Below is a set of records. Repeat all of them exactly.

RECORDS TO USE >>
+ + + + +

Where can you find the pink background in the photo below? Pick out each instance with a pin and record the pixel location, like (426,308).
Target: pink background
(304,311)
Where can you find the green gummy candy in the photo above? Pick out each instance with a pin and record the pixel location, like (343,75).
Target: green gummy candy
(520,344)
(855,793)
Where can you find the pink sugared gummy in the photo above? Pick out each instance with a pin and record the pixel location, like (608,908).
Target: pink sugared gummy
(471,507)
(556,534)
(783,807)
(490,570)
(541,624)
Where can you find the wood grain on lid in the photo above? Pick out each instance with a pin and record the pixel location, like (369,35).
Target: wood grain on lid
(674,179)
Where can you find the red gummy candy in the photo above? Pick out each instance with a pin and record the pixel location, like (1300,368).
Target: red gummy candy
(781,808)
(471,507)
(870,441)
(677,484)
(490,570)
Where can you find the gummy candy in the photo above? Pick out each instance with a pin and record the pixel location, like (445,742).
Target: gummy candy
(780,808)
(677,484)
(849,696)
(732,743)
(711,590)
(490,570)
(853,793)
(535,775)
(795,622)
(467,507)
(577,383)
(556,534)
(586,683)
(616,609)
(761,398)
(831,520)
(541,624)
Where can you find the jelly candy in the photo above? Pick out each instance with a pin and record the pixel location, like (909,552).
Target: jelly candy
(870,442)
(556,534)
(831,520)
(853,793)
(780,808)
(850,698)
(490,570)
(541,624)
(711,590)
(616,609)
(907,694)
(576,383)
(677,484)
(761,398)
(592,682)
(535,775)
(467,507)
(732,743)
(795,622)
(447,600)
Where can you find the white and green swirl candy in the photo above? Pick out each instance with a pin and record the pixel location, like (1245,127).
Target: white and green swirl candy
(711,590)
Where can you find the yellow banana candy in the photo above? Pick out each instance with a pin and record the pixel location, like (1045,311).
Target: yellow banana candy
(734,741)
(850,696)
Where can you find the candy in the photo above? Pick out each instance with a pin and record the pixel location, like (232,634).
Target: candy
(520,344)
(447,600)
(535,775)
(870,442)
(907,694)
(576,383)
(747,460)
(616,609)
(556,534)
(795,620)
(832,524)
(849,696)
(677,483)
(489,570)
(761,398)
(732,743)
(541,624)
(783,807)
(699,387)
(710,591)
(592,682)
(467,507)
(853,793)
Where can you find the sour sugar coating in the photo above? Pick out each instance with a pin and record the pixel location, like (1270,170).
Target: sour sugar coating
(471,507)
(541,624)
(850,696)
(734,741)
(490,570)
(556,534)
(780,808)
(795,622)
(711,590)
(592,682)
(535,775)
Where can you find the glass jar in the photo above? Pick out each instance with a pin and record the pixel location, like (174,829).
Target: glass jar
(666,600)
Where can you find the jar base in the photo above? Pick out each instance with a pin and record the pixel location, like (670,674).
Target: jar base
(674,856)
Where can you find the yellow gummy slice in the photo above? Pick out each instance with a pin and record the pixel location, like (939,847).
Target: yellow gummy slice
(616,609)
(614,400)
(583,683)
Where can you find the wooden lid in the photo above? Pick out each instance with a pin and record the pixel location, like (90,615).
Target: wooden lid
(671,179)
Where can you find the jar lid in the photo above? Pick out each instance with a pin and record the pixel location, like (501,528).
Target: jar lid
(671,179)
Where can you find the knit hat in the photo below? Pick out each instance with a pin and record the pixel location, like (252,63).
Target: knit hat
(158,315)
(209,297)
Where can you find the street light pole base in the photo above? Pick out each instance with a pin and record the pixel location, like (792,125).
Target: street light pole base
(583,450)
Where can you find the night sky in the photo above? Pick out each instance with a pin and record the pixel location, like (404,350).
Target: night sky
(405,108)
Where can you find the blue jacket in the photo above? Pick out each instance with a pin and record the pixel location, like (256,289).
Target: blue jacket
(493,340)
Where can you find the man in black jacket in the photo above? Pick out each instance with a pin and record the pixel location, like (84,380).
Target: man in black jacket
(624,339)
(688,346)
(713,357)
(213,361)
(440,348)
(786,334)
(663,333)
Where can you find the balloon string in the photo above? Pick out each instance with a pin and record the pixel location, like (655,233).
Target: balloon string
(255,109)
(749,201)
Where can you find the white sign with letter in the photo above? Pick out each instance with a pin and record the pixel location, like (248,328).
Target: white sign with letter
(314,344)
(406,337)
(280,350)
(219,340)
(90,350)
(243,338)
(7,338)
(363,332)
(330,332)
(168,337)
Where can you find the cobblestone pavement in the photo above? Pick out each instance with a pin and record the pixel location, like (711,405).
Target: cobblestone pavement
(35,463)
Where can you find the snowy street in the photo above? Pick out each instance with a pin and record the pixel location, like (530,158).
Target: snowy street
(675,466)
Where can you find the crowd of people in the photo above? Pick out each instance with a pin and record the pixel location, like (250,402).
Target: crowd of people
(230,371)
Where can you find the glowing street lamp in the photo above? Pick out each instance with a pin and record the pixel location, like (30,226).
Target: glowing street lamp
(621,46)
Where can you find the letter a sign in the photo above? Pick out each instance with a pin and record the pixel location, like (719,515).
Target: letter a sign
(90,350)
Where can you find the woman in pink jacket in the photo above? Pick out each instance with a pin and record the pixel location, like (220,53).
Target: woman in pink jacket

+ + + + +

TASK OUTPUT >>
Where can you find the pink background in the photo below? Pick out each instance with a pin and record the pixel location, like (426,308).
Target: pink background
(304,311)
Where can you find the green gummy candy in the photo above? Pick out each instance with a pin and record the pixel location, like (343,75).
Target: green gummy candy
(520,344)
(855,793)
Where can you find the pink sugared gummy in the photo above? Pick out each instance with a pin and record the pixel location, like (608,908).
Target: pink sugared gummy
(471,507)
(556,534)
(783,807)
(490,570)
(541,624)
Where can you find the wood grain on lid in the photo above? Pick out each instance with a pin and record the pixel location, like (369,35).
Target: wood grain on lid
(674,179)
Where can you find the red gummy candy in the photo above? Pick out each instance with a pin and record the pixel location, like (1300,368).
Target: red gummy candy
(781,808)
(471,507)
(870,441)
(677,484)
(490,570)
Where can you find the gummy candy in the photo above? Pick out each instance with a pin and record the pixel location, like (445,742).
Target: gummy candy
(780,808)
(677,484)
(849,696)
(732,743)
(711,590)
(490,570)
(853,793)
(535,775)
(795,622)
(467,507)
(577,383)
(556,534)
(586,683)
(616,609)
(761,398)
(831,520)
(541,624)
Where can you find the jelly candy in the photo above? Pick out each instance with a pin and record the pixel location, like (909,552).
Target: jelly candy
(870,442)
(556,534)
(831,520)
(853,793)
(780,808)
(850,698)
(490,570)
(541,624)
(711,590)
(616,609)
(907,694)
(576,383)
(677,484)
(761,398)
(592,682)
(535,775)
(467,507)
(732,743)
(795,622)
(447,600)
Where can you find the white and green swirl candy in the photo above? Pick out each instance with a pin and record the pixel location, like (1245,127).
Target: white and green swirl candy
(711,590)
Where can you find the yellow banana candy in the photo above? Pick out each instance with a pin and record the pixel location, like (1045,311).
Target: yellow banana candy
(734,741)
(850,696)
Where can you find the candy in the photo above? Pick out each instance with a pin and record the pixel location, like (232,634).
Target: candy
(520,344)
(447,600)
(535,775)
(870,442)
(907,694)
(576,383)
(747,460)
(616,609)
(556,534)
(795,620)
(832,524)
(849,696)
(677,483)
(489,570)
(761,398)
(732,743)
(541,624)
(783,807)
(699,387)
(710,591)
(592,682)
(467,507)
(853,793)
Where can you find the sour sugar coating in the photo above? Pick out each instance with a pin and record the pixel location, like (1270,170).
Target: sour sugar coating
(471,507)
(541,624)
(850,696)
(734,741)
(490,570)
(556,534)
(780,808)
(795,622)
(711,590)
(592,682)
(535,775)
Where can you find the glass jar in the photo above? Pick out each instance with a pin and record the pixel location, like (174,829).
Target: glass jar
(666,600)
Where can you find the jar base in the photo above? Pick out each instance with a pin and record the pixel location, like (670,674).
Target: jar base
(674,856)
Where can you find the yellow gummy slice in the photo above? Pick out each instance with a pin and record the pixel location, like (939,847).
Target: yellow gummy slice
(616,609)
(614,400)
(583,683)
Where can you find the wooden lid in the photo above? Pick out each instance with a pin and record the pixel location, like (90,615).
Target: wooden lid
(671,179)
Where can you find the jar lid in the photo above? Pick out each instance with a pin and record the pixel location, like (501,528).
Target: jar lid
(671,179)
Where can you find the knit hat in the photo below? Pick out each instance with a pin and record the pixel location, like (252,63).
Target: knit hat
(158,315)
(209,297)
Where can you find the street light pole base in the photo above? Pick out each instance with a pin and record the pixel location, like (792,125).
Target: street light pole base
(583,450)
Where can you find the night sky in the photo above? Pick out each instance with a pin and record the pixel location, like (404,350).
Target: night sky
(405,108)
Where can you find the blue jacket in the photo above? Pick out each instance with a pin and record the pixel location, like (256,289).
Target: blue jacket
(493,340)
Where can you find the man in black jacket in the photo above? Pick out each instance with a pin and record the pixel location, like (84,380).
Target: man in black jacket
(624,339)
(688,346)
(713,357)
(213,361)
(440,348)
(786,334)
(663,333)
Where can you find the balloon string in the photo above? Pick out each instance with a pin and record the pixel location, like (655,233).
Target: balloon string
(255,109)
(749,201)
Where can you find the white sign with letter in the photo above? Pick out each instance with a pin and record the pixel location, like (248,328).
Target: white sign with letter
(314,344)
(406,337)
(280,350)
(219,340)
(90,350)
(243,338)
(7,338)
(363,332)
(330,332)
(168,337)
Where can you find the cobblestone pavement in the photo above? Pick out each instance with a pin and record the pixel location, like (711,405).
Target: cobblestone pavement
(35,463)
Where can you find the snowy street in the photo above? Pick out each instance with a pin and record the pixel location, like (530,158).
Target: snowy street
(675,466)
Where can you find the crowd of people in the photo above? Pick out each instance with a pin and record the pixel location, like (250,402).
Target: crowd of people
(230,371)
Where can you find the glowing street lamp in the photo above? Pick out each instance with a pin and record the pixel location, like (30,226).
Target: glowing street lamp
(621,46)
Where can you find the letter a sign in the photo above? Pick out each instance with a pin and record the pixel location, like (719,515).
Target: letter a sign
(90,350)
Where can you find the woman in pink jacket in the photo above? Pick out each instance with a pin and record the pixel location, like (220,53).
Target: woman in pink jacket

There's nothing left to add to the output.